Heroic Upper West Side cops saved an armed, suicidal teen who tried to dive out of a 10th-floor window in Manhattan on Feb. 18.
A dramatic body-cam video captured the fast moving encounter.
The rescue by four officers from the 24th Precinct brought special praise from NYPD Commissioner Dermot Shea who called them selfless and heroic.
Last week, officers from the @NYPD24Pct responded to a call of a man who wanted to harm himself. When they arrived, he was holding a knife and then attempted to jump out of the 10th floor window. Miraculously, the officers were able to grab his ankles, and pulled him to safety. pic.twitter.com/Peo4hv3lyx
— NYPD NEWS (@NYPDnews) February 25, 2020
The 19-year-old’s mother called 911 on Feb. 18 just after 9 p.m., fearing her son might injure himself, but when the four officers arrived at the apartment on W. 68th Street, no one initially answered.
“I knocked on the door. We could hear the distress inside, but we couldn’t get an answer,” said Police Officer Nelson Gomez as he stood with his three colleagues.
Gomez said one of his fellow cops checked the door and realized it was open.
Gomez and the other three officers —Ibrahim Morrsi, Eugene Choi, and William Bodner — rushed into the apartment, where they found a dangerous domestic dispute in one of the bedrooms — the mother screaming at her son, who was waving a knife and was hysterical.
“Then he dives headfirst out the window,” Gomez said, and Officer Choi grabs him by his left ankle.
As Choi is holding the teen by his ankle, Bodner and Morrsi rush over to keep the 19-year-old from falling, according to Gomez and the video.

## Task objective
Revise everything in the window rescue article from "Last week, officers" down to "it was open.", replacing "door" with "front door". The records have nothing to do with this.

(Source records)
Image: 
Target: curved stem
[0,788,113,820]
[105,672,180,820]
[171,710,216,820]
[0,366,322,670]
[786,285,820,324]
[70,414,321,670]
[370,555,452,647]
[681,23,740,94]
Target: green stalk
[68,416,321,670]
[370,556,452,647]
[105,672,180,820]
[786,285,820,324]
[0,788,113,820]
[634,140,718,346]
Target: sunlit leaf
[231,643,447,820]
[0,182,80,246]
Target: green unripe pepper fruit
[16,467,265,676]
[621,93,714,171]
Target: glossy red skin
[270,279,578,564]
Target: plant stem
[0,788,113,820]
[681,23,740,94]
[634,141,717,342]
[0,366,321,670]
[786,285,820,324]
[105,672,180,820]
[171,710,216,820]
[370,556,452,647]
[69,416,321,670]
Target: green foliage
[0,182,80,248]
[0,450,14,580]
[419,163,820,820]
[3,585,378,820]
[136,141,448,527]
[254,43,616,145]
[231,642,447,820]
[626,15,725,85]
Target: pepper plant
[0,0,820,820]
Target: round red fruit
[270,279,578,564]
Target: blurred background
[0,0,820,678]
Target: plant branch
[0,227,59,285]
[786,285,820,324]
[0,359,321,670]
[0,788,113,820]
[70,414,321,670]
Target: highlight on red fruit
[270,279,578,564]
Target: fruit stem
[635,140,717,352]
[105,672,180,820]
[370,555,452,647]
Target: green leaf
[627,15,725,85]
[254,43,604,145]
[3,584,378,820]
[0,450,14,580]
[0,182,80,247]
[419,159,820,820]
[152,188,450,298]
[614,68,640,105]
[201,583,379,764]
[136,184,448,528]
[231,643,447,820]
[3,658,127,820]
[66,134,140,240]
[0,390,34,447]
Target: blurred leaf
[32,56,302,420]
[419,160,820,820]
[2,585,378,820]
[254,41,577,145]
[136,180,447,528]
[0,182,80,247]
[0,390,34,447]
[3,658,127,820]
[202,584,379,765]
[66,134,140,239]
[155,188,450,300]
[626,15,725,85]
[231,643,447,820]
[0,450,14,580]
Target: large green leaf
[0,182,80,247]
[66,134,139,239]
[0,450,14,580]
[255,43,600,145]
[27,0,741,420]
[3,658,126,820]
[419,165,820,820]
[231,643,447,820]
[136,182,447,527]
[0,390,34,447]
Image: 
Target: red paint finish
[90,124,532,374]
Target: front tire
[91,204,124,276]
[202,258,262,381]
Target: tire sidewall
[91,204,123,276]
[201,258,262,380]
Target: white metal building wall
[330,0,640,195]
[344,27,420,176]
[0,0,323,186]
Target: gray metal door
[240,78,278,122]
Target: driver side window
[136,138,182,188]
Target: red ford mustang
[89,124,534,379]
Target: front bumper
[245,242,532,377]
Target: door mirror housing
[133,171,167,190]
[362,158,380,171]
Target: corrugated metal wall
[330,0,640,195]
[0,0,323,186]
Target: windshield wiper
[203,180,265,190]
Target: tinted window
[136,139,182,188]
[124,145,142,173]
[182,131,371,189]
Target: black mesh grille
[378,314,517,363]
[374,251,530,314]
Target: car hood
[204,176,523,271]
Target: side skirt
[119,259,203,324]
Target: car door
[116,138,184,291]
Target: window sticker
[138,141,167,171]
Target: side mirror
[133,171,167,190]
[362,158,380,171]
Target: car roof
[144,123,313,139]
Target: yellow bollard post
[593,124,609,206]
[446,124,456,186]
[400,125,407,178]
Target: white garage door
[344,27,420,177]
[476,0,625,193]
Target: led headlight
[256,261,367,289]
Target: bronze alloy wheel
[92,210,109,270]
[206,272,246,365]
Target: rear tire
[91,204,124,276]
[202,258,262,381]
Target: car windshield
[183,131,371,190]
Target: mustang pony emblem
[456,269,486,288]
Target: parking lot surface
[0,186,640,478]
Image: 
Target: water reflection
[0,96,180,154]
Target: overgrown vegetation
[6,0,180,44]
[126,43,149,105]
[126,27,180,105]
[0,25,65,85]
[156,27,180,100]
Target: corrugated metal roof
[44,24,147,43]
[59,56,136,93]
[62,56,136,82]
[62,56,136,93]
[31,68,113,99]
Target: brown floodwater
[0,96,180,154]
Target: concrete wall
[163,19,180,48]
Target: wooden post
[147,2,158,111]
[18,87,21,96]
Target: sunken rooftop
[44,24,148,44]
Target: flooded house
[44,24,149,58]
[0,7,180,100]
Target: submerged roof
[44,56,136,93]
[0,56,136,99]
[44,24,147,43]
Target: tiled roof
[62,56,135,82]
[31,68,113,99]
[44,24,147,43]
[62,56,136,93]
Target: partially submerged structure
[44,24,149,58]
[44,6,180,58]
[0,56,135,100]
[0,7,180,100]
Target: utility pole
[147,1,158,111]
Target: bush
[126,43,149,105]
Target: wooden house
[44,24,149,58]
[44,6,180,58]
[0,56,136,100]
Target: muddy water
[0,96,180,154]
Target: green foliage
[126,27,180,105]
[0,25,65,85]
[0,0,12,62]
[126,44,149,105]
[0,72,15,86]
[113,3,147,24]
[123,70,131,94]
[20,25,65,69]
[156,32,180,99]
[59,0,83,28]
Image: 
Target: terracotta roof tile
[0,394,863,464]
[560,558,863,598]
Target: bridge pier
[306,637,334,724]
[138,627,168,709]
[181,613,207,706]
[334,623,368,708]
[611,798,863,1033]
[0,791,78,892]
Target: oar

## Response box
Last week, officers from the @NYPD24Pct responded to a call of a man who wanted to harm himself. When they arrived, he was holding a knife and then attempted to jump out of the 10th floor window. Miraculously, the officers were able to grab his ankles, and pulled him to safety. pic.twitter.com/Peo4hv3lyx
— NYPD NEWS (@NYPDnews) February 25, 2020
The 19-year-old’s mother called 911 on Feb. 18 just after 9 p.m., fearing her son might injure himself, but when the four officers arrived at the apartment on W. 68th Street, no one initially answered.
“I knocked on the front door. We could hear the distress inside, but we couldn’t get an answer,” said Police Officer Nelson Gomez as he stood with his three colleagues.
Gomez said one of his fellow cops checked the front door and realized it was open.